What you are asked to do: Look through the entries below and count the lines with "trace" in them; the reply is the number alone.

Data section:
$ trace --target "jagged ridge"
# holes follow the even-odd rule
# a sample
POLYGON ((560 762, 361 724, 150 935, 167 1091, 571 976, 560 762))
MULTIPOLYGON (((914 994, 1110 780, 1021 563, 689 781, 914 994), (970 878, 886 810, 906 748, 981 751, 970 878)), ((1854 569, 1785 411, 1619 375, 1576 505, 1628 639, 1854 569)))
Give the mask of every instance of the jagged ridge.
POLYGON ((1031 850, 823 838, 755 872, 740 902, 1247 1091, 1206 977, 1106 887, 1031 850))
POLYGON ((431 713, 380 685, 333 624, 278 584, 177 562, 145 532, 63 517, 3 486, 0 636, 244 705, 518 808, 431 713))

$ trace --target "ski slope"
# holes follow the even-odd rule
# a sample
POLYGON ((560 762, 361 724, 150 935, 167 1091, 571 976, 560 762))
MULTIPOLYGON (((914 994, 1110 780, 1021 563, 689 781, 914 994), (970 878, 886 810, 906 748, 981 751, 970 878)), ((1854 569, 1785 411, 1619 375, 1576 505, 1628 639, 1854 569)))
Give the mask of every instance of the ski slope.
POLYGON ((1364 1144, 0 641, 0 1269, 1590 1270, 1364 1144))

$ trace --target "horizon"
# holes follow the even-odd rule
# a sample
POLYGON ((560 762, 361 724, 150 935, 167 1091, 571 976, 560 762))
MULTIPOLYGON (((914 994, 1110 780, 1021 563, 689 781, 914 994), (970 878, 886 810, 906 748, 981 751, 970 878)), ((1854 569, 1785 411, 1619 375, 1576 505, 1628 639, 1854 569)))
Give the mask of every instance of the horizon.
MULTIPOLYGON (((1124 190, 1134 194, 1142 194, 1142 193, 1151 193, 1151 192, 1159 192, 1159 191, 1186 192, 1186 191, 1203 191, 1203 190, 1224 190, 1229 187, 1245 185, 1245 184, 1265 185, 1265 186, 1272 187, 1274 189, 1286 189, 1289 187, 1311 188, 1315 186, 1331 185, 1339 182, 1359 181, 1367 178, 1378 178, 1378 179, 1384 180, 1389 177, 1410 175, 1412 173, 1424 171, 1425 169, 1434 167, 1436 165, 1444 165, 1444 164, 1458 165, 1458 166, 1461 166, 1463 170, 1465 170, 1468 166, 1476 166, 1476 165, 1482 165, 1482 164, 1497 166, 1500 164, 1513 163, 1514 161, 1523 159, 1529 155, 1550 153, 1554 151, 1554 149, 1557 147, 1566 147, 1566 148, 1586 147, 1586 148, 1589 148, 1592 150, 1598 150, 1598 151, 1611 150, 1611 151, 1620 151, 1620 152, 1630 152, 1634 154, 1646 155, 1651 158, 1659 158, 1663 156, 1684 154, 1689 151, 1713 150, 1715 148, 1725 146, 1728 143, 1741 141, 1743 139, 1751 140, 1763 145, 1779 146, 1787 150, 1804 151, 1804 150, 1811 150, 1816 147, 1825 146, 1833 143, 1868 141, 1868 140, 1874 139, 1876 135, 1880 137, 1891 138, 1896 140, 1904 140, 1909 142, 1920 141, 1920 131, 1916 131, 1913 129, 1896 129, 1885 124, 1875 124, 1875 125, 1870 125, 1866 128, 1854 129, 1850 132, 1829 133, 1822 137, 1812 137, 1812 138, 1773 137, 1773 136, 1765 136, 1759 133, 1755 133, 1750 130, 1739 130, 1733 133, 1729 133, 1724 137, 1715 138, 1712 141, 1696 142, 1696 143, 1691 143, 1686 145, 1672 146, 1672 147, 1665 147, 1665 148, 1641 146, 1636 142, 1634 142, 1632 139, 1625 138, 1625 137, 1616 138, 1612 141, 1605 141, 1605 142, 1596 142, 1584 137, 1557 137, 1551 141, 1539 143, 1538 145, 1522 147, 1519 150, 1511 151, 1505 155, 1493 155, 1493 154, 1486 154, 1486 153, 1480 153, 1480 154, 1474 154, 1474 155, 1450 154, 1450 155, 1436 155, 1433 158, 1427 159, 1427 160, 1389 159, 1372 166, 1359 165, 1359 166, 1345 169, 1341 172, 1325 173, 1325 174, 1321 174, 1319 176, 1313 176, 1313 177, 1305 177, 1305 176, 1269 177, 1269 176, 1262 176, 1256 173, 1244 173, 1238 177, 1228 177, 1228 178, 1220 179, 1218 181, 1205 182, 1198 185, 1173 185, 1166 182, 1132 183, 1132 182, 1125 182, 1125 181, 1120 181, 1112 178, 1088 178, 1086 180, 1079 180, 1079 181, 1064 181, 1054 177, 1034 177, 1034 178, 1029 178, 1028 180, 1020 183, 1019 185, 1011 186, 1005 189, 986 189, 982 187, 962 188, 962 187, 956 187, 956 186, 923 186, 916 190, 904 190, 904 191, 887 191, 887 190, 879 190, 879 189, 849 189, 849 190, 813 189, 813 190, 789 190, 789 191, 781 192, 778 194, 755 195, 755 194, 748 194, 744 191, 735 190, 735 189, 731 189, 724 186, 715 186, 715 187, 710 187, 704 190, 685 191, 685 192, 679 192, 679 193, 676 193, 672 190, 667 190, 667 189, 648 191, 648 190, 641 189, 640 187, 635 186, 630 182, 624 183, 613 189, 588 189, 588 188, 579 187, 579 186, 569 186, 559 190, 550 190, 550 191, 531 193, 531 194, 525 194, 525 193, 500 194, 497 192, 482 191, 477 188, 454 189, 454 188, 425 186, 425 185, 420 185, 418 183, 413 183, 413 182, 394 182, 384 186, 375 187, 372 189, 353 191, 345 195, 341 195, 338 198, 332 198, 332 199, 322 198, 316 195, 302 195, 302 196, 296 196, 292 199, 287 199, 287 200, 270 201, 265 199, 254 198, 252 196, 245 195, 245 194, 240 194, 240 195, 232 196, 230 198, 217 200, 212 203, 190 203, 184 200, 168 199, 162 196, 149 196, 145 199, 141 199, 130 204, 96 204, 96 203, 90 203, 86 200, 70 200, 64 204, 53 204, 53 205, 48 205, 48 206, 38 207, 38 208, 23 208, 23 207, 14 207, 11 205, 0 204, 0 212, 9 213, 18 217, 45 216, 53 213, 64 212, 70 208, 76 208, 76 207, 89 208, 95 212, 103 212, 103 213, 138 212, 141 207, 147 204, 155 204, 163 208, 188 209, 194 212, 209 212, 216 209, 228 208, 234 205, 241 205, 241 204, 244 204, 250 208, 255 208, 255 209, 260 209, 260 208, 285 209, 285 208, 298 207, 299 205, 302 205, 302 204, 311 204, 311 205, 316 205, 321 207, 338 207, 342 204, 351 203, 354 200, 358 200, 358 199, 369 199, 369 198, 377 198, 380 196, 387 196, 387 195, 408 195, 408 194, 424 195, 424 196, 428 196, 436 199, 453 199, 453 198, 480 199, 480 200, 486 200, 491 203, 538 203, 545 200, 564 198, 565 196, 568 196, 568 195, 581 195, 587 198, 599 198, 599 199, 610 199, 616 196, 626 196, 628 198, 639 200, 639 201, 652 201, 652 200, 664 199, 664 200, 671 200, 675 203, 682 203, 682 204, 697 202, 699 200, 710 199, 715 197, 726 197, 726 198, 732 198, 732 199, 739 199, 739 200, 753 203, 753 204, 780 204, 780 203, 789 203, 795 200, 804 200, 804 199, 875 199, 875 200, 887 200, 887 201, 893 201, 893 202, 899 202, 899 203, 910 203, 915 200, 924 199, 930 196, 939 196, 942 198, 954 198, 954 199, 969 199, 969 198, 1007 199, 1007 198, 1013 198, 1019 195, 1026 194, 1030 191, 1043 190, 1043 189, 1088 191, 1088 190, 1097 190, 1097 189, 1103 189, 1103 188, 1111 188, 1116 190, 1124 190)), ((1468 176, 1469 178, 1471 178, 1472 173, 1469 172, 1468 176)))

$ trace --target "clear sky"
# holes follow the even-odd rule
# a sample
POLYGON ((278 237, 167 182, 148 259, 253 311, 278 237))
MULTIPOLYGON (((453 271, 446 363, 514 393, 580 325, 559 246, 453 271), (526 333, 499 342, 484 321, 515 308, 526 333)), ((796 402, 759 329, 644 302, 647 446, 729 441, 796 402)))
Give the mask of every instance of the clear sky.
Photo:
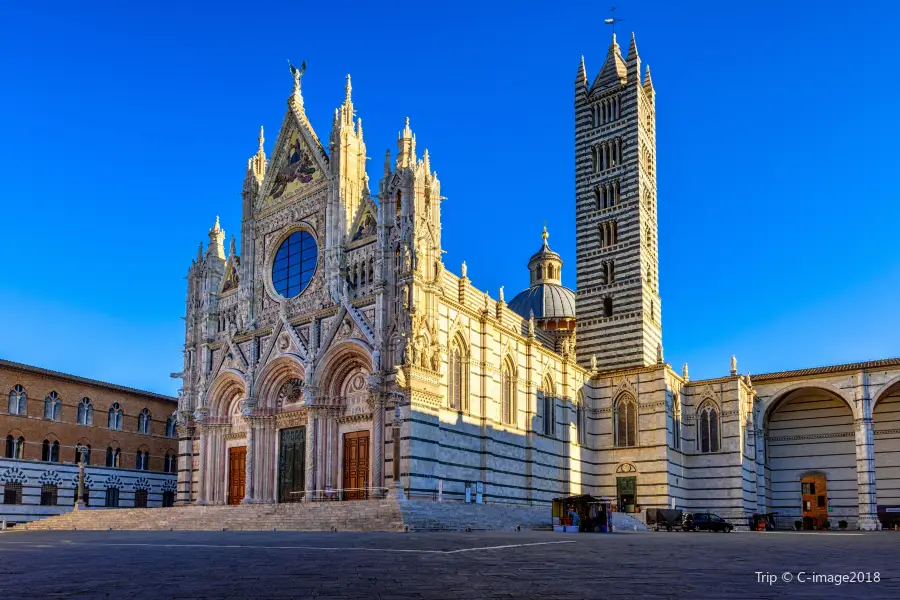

...

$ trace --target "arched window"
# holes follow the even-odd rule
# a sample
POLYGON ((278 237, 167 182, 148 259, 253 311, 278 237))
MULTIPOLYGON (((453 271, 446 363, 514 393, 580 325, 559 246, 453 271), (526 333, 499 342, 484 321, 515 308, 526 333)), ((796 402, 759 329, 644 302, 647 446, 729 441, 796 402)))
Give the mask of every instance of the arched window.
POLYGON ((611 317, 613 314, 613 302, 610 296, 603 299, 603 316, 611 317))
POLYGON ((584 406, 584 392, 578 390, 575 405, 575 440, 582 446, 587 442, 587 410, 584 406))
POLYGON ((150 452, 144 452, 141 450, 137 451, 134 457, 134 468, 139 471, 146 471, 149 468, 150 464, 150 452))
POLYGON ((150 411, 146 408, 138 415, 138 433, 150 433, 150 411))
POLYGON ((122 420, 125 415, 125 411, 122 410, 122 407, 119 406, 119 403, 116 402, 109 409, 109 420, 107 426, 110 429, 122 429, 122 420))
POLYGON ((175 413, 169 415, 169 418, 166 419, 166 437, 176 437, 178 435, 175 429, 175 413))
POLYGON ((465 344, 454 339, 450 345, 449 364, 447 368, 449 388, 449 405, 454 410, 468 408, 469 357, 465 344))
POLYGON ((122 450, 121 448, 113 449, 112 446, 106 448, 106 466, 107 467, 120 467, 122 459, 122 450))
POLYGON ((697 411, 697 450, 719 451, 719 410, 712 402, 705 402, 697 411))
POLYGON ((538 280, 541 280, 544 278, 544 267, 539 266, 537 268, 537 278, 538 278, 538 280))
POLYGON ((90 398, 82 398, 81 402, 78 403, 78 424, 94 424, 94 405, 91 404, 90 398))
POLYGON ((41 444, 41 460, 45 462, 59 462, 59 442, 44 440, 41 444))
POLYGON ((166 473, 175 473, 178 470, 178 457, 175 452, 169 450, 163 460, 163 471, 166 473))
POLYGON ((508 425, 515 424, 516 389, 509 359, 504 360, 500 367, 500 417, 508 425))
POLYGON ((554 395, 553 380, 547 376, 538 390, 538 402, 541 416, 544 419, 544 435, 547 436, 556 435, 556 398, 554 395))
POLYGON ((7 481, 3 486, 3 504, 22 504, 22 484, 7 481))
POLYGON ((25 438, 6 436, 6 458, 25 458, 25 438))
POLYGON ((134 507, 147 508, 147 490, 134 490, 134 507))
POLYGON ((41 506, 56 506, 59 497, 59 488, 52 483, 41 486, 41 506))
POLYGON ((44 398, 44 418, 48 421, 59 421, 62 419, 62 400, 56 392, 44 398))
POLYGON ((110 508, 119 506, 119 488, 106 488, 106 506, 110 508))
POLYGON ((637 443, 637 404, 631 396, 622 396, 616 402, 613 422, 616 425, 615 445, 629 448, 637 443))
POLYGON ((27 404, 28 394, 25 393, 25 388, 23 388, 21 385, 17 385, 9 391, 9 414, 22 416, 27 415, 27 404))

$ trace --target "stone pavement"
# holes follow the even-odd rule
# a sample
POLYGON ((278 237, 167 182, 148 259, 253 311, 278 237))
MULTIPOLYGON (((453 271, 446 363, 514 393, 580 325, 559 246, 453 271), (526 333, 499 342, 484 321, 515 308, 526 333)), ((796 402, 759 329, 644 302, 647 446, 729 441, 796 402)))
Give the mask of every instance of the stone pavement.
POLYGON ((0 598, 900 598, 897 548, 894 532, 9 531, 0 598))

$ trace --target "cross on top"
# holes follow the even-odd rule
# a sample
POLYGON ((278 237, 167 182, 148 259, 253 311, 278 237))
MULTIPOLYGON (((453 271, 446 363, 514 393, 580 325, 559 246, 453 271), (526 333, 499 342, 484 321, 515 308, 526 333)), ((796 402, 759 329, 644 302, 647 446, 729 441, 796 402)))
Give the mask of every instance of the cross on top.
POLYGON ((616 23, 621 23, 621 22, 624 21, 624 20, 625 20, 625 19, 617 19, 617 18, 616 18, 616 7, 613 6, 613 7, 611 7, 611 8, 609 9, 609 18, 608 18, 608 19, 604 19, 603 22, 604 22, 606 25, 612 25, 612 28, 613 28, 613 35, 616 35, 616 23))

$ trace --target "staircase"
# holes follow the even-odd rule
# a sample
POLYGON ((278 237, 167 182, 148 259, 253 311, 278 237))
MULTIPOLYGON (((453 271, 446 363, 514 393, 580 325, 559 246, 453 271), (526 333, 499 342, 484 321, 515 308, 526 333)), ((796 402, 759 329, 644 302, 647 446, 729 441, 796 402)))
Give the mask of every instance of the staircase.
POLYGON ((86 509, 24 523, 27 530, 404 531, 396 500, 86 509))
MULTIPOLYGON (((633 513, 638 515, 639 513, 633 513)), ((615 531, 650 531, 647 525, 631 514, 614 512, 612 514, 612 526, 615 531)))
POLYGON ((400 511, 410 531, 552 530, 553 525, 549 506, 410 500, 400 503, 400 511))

Reply: 8